Task set:
**a)** Write out the passage of the character analysis from "All the others" to "keep Non close.".
**b)** Answer these questions using the character analysis:
(i) Whose new camera does Jin look at Non through in one scene?
(ii) What did Jin convince Non to do?
(iii) According to the writer, what do artists of all kinds know?

Reading text:
## BEGIN

All the others call him greasy. They think he’s disgusting. Jin, though, is fascinated by him. In one scene, we see him look at Non through Por’s new camera (with heart-eyes, I might add). In another scene, he stares at Non as if spellbound. This could further explain his attachment to Non and his desire to keep Non close.
Another action that can be explained by Jin having an artistic soul is that he knew exactly which buttons to push with Non when he convinced him to stay and finish the film.
Artists of all kinds know what it’s like to be attached to their work (I’m speaking from personal experience). Jin pointing this out to Non (knowing that Non has an artistic soul just like Jin) could’ve been unintentional since he might’ve spoken from his own experience, but it could’ve also been an ace in his sleeve to keep Non close (for selfish reasons).

## END

Extracted data:
## BEGIN

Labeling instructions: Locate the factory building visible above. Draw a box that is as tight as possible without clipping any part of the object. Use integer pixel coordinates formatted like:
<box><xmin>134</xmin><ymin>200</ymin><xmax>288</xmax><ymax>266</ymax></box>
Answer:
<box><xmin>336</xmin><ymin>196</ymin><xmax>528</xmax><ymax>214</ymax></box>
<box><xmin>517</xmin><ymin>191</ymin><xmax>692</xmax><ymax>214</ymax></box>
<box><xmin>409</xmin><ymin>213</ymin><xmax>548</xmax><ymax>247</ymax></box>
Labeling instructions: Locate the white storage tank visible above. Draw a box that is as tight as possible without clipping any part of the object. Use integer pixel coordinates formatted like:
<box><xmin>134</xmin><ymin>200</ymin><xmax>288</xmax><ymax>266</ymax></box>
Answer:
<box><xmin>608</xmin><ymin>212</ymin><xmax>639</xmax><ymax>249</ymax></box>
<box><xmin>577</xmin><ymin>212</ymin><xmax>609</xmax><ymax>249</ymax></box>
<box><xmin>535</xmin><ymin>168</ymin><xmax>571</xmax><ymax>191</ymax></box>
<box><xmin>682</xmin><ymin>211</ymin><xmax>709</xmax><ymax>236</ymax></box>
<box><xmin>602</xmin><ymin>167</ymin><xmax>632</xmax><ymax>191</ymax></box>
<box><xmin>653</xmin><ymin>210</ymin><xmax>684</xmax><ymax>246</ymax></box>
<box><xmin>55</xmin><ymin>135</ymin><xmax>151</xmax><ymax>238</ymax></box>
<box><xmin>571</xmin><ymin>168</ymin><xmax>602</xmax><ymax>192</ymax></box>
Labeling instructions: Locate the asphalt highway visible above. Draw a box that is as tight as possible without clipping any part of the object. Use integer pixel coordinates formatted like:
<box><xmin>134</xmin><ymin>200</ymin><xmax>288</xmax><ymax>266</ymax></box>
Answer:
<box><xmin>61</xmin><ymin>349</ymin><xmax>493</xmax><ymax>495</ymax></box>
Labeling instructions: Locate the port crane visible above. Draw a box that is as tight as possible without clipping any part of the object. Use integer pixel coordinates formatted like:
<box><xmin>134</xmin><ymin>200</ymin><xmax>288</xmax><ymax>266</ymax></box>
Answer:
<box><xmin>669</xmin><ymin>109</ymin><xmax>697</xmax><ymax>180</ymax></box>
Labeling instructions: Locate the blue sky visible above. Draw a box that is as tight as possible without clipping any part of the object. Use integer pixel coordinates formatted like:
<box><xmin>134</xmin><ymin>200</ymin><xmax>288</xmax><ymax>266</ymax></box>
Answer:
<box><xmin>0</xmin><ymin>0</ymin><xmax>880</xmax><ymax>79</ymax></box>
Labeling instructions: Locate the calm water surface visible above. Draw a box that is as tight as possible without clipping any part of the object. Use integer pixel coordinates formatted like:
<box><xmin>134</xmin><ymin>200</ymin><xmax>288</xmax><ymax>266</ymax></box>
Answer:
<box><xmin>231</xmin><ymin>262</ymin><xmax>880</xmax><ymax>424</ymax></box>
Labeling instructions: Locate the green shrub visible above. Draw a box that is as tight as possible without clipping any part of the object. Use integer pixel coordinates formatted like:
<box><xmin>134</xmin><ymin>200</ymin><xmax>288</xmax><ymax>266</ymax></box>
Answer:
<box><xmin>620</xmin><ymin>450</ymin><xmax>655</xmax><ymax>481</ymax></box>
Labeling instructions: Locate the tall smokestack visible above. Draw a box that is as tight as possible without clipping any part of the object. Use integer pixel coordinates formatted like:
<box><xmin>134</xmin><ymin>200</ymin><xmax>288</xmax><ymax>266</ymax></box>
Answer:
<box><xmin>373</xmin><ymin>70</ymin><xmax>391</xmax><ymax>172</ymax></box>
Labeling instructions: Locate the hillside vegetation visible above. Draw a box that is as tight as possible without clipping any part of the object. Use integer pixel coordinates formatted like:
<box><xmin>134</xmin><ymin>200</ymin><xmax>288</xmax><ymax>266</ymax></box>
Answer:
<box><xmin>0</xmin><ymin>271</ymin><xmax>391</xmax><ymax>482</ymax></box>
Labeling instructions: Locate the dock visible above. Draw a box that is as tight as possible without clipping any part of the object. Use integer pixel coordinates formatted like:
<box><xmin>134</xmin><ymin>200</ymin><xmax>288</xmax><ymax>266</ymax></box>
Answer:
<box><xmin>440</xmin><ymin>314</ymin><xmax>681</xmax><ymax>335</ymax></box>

## END

Solutions to the problems:
**a)**
All the others call him greasy. They think he’s disgusting. Jin, though, is fascinated by him. In one scene, we see him look at Non through Por’s new camera (with heart-eyes, I might add). In another scene, he stares at Non as if spellbound. This could further explain his attachment to Non and his desire to keep Non close.

**b)**
(i) Por's.
(ii) To stay and finish the film.
(iii) What it's like to be attached to their work.